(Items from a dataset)
::::

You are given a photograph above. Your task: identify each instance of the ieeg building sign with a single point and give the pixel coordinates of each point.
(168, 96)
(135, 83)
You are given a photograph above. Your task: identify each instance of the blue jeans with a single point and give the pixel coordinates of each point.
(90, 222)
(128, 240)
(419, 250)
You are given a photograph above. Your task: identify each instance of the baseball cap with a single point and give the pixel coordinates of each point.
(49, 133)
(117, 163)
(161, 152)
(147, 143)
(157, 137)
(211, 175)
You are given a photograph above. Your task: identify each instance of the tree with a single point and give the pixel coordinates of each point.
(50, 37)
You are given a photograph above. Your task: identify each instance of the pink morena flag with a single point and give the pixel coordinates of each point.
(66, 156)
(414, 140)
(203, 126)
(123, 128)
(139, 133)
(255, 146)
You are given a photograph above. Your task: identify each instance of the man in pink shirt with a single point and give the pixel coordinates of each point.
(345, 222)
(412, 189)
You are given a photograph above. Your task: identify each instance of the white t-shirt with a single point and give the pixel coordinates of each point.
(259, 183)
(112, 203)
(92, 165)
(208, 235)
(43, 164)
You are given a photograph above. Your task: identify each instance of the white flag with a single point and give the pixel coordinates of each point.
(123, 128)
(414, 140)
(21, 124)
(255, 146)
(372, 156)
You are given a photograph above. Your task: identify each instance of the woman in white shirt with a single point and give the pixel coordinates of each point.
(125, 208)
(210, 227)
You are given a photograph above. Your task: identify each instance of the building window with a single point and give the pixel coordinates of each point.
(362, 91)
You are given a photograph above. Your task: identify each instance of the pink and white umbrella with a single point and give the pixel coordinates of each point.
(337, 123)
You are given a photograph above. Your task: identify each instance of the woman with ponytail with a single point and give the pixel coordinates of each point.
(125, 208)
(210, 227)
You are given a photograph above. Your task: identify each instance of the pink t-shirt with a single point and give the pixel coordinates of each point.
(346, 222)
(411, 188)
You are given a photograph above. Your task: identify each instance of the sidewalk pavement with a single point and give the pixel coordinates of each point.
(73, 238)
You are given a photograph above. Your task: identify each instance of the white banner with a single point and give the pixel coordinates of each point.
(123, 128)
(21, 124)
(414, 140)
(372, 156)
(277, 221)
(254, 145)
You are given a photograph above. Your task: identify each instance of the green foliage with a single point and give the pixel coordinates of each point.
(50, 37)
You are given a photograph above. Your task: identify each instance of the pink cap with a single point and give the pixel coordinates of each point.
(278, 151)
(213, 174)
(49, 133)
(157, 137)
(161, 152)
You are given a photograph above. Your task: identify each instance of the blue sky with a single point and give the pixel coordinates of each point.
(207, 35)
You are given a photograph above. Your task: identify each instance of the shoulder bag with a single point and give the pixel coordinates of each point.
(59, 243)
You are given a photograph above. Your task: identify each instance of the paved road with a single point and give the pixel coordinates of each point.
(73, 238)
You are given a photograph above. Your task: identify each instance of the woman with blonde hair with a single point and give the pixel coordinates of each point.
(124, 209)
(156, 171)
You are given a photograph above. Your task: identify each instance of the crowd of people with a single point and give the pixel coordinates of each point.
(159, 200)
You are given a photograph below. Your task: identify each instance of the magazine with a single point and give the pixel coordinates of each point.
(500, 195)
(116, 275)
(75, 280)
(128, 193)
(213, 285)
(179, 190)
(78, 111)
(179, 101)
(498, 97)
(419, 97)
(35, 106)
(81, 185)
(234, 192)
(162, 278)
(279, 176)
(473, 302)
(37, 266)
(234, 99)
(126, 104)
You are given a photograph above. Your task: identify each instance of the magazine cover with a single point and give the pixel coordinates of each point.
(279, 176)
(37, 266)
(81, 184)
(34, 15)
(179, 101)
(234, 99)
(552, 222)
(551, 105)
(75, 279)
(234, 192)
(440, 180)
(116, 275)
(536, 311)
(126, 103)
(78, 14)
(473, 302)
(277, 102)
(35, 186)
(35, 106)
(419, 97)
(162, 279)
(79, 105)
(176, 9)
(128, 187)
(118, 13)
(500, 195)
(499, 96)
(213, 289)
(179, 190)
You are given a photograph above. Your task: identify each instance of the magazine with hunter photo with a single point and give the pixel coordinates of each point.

::::

What to work on: Output each line of the records above exactly.

Written reply:
You are given a photograph above. Your task: identify each instance of the ieeg building sign with a single point and give the pixel coordinates of each point.
(168, 96)
(135, 83)
You are given a photograph above. Your task: identify each instance of the blue jeans with a single point and give the pixel coordinates of each point.
(90, 222)
(128, 240)
(419, 250)
You are given a photograph above. Your task: identify each instance of the baseball cap with a single point and give the pixel coordinates of each point.
(49, 133)
(117, 163)
(161, 152)
(147, 143)
(157, 137)
(211, 175)
You are given a photograph above. Your task: identify each instance of the tree with a single point and give the pixel coordinates of each point.
(50, 37)
You are given a photograph above. Your task: identify each instance of the pink morena flag with a single point and give the pixel coordinates of each point.
(66, 156)
(414, 140)
(203, 126)
(123, 128)
(139, 133)
(255, 146)
You are given a photograph above. Your task: identify each instance of the man in pink shirt with a single point and give the pixel coordinates of each point.
(345, 222)
(412, 189)
You are given a photograph above. Your task: identify each instance of the white t-shirt with a single point and give the pixel coordinates of each point.
(259, 183)
(112, 203)
(92, 165)
(208, 235)
(43, 164)
You are given a photograph above. Your task: identify each instance of the white flag with a single point and give the pixel coordinates of each point.
(123, 128)
(414, 140)
(21, 124)
(255, 146)
(372, 156)
You are given a photograph above. Your task: identify each instance of the woman in white shirt with a single point and give the pixel coordinates of each point.
(125, 208)
(210, 227)
You are given a photograph above. Your task: identify each instance of the building window with a single point and give the pixel coordinates of each point.
(362, 91)
You are given a photograph above. Your task: identify each instance of the pink and white umbrella with a single point and give the pixel coordinates of each point.
(337, 123)
You are given a photograph above. Your task: identify each instance of the woman with ponytail with a single point and give the pixel coordinates of each point.
(125, 208)
(210, 227)
You are given a photograph above. Your task: identify each instance of the pink t-shirt with a single point and give the pixel coordinates of each point.
(346, 222)
(411, 188)
You are given a photograph above. Your task: identify each instance of the sidewalk pavement with a single point and give the pixel coordinates of each point.
(73, 238)
You are given a photograph above. Your task: identify each instance of the white banner with a single point and give the pixel coordinates of each point.
(123, 128)
(21, 124)
(414, 140)
(372, 156)
(277, 221)
(254, 145)
You are given a photograph above. Your task: identify each instance of the green foliage with a single point and give the pixel coordinates of each point.
(50, 37)
You are given a photograph above. Your task: identify each instance of the pink cap with a single point and give the pixel coordinates of each point.
(278, 151)
(213, 174)
(49, 133)
(157, 137)
(161, 152)
You are given a photograph above. Your task: identify each instance of the blue sky with a single point and give the pixel coordinates of each point.
(207, 35)
You are given a photograph above. Your task: identify each instance of the shoulder bag with a single point and give the pixel coordinates of each point.
(59, 243)
You are given a photograph above. Your task: identify each instance of the paved road with a single point and give the pixel coordinates of each point.
(73, 238)
You are given a photograph above. Your task: identify each instance of the woman with blonde hair with a single point and give the pixel coordinates of each point.
(124, 209)
(156, 171)
You are given a photograph above. Your task: identify each instance of the crowd of people with a single point and give the pixel coordinates of each point.
(159, 200)
You are given a photograph below. Your task: identify each instance of the magazine with a single point and give the pixel coordinates of each point.
(500, 195)
(116, 275)
(75, 280)
(128, 193)
(213, 285)
(179, 190)
(78, 111)
(179, 101)
(498, 97)
(419, 97)
(35, 106)
(81, 185)
(234, 192)
(162, 278)
(279, 176)
(473, 302)
(37, 266)
(234, 99)
(126, 104)
You are given a photograph above. Your task: identify each instance of the magazine cover with a single point and give the pixel coordinates of each point.
(279, 176)
(37, 266)
(81, 184)
(34, 15)
(179, 101)
(234, 99)
(552, 222)
(551, 105)
(75, 279)
(234, 192)
(440, 180)
(116, 275)
(536, 311)
(126, 103)
(78, 14)
(473, 302)
(277, 102)
(35, 186)
(35, 106)
(419, 97)
(162, 279)
(79, 105)
(176, 9)
(128, 187)
(118, 13)
(500, 195)
(499, 96)
(213, 289)
(179, 190)
You are given a photograph above. Your task: identify each instance of the magazine with hunter photo with a single point and give the pixel coordinates of each point.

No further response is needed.